WIEN. (hpd) Das Kinderrechtskomitee der UNO erhebt schwere Vorwürfe gegen die katholische Kirche. Bis heute habe der Heilige Stuhl das Ausmaß an Kindesmissbrauch und struktureller Gewalt an Kindern nicht anerkannt und setze Kinder bis heute einem “hohen Risiko” aus.

 

Dutzende Pfarrer, die sich an Kindern vergangen haben, sind nach wie vor im Dienst, kritisiert das Kinderrechtskomitee der UNO. Und sie haben nach wie vor Kontakt zu Kindern. Die Kirche setze so “Kinder in vielen Ländern einem hohen Risiko von sexuellem Missbrauch aus”.

Es sind deutliche Worte, die das Kinderrechtskomitee der UNO in seinem Bericht an den Heiligen Stuhl richtet. Deutlich vor allem, wenn man die diplomatisch-juristische Sprache bedenkt, in der das 16-seitige Dokument geschrieben ist. Dieses Risiko, so das Komitee, sei Ergebnis der jahrzehntelangen Praxis, bekannte Kinderschänder von Pfarre zu Pfarre zu versetzen.

····················

* **AUFGABE**
Führen Sie alle Vorwürfe auf, die das Kinderrechtskomitee der UNO im Auszug über seinen Bericht gegen die katholische Kirche erhebt. Stützen Sie sich dabei ausschließlich auf den Auszug.

Gesammelte Dateneinträge
····················

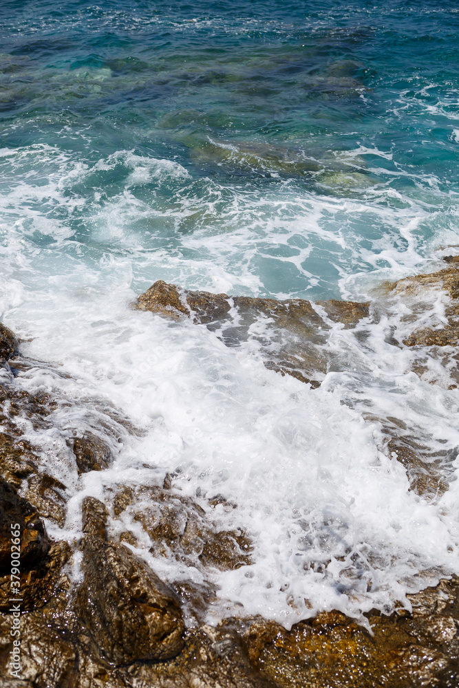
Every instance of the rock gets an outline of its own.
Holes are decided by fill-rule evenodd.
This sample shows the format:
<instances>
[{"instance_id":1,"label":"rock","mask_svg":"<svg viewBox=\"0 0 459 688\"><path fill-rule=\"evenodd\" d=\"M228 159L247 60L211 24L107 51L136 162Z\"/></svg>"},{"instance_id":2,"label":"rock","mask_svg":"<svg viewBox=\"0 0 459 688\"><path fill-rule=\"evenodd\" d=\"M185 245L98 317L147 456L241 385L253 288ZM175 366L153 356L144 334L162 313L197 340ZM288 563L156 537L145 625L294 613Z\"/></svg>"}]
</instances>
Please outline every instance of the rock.
<instances>
[{"instance_id":1,"label":"rock","mask_svg":"<svg viewBox=\"0 0 459 688\"><path fill-rule=\"evenodd\" d=\"M234 346L249 337L260 316L270 319L269 334L258 338L266 367L319 387L333 358L327 348L328 333L336 323L354 327L369 315L369 303L354 301L277 301L226 294L191 292L158 280L134 304L140 310L172 318L189 317L195 323L222 327L222 338ZM234 314L237 315L237 323ZM269 345L265 340L269 338ZM272 344L275 343L275 347Z\"/></svg>"},{"instance_id":2,"label":"rock","mask_svg":"<svg viewBox=\"0 0 459 688\"><path fill-rule=\"evenodd\" d=\"M21 567L41 561L50 548L50 541L36 510L19 497L14 488L0 477L0 572L11 568L11 524L19 524Z\"/></svg>"},{"instance_id":3,"label":"rock","mask_svg":"<svg viewBox=\"0 0 459 688\"><path fill-rule=\"evenodd\" d=\"M215 501L215 506L217 502ZM173 554L177 560L202 570L232 570L252 563L253 546L242 530L219 530L193 499L158 486L123 487L115 495L114 512L128 510L140 523L156 557ZM124 534L123 534L124 535Z\"/></svg>"},{"instance_id":4,"label":"rock","mask_svg":"<svg viewBox=\"0 0 459 688\"><path fill-rule=\"evenodd\" d=\"M430 303L441 292L449 299L445 306L447 323L436 321L432 325L413 331L403 339L406 346L457 346L459 343L459 266L451 257L452 266L429 275L417 275L401 279L392 286L394 294L409 303L416 321ZM432 316L435 319L435 315Z\"/></svg>"},{"instance_id":5,"label":"rock","mask_svg":"<svg viewBox=\"0 0 459 688\"><path fill-rule=\"evenodd\" d=\"M8 327L0 323L0 360L8 361L17 351L19 343Z\"/></svg>"},{"instance_id":6,"label":"rock","mask_svg":"<svg viewBox=\"0 0 459 688\"><path fill-rule=\"evenodd\" d=\"M86 432L82 437L72 438L67 444L72 449L78 475L89 471L102 471L110 464L110 448L94 433Z\"/></svg>"},{"instance_id":7,"label":"rock","mask_svg":"<svg viewBox=\"0 0 459 688\"><path fill-rule=\"evenodd\" d=\"M244 634L252 665L282 687L459 685L459 579L409 596L412 614L367 614L370 636L339 612L290 631L256 621Z\"/></svg>"},{"instance_id":8,"label":"rock","mask_svg":"<svg viewBox=\"0 0 459 688\"><path fill-rule=\"evenodd\" d=\"M101 656L116 665L175 656L184 626L174 594L124 545L107 542L102 502L87 497L83 513L78 610Z\"/></svg>"}]
</instances>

····················

* **LÖSUNG**
- Der Heilige Stuhl habe das Ausmaß an Kindesmissbrauch und struktureller Gewalt an Kindern bis heute nicht anerkannt.
- Die Kirche setze Kinder in vielen Ländern einem hohen Risiko von sexuellem Missbrauch aus.
- Dutzende Pfarrer, die sich an Kindern vergangen haben, seien nach wie vor im Dienst.
- Diese Pfarrer hätten nach wie vor Kontakt zu Kindern.
- Das Risiko sei Ergebnis der jahrzehntelangen Praxis, bekannte Kinderschänder von Pfarre zu Pfarre zu versetzen.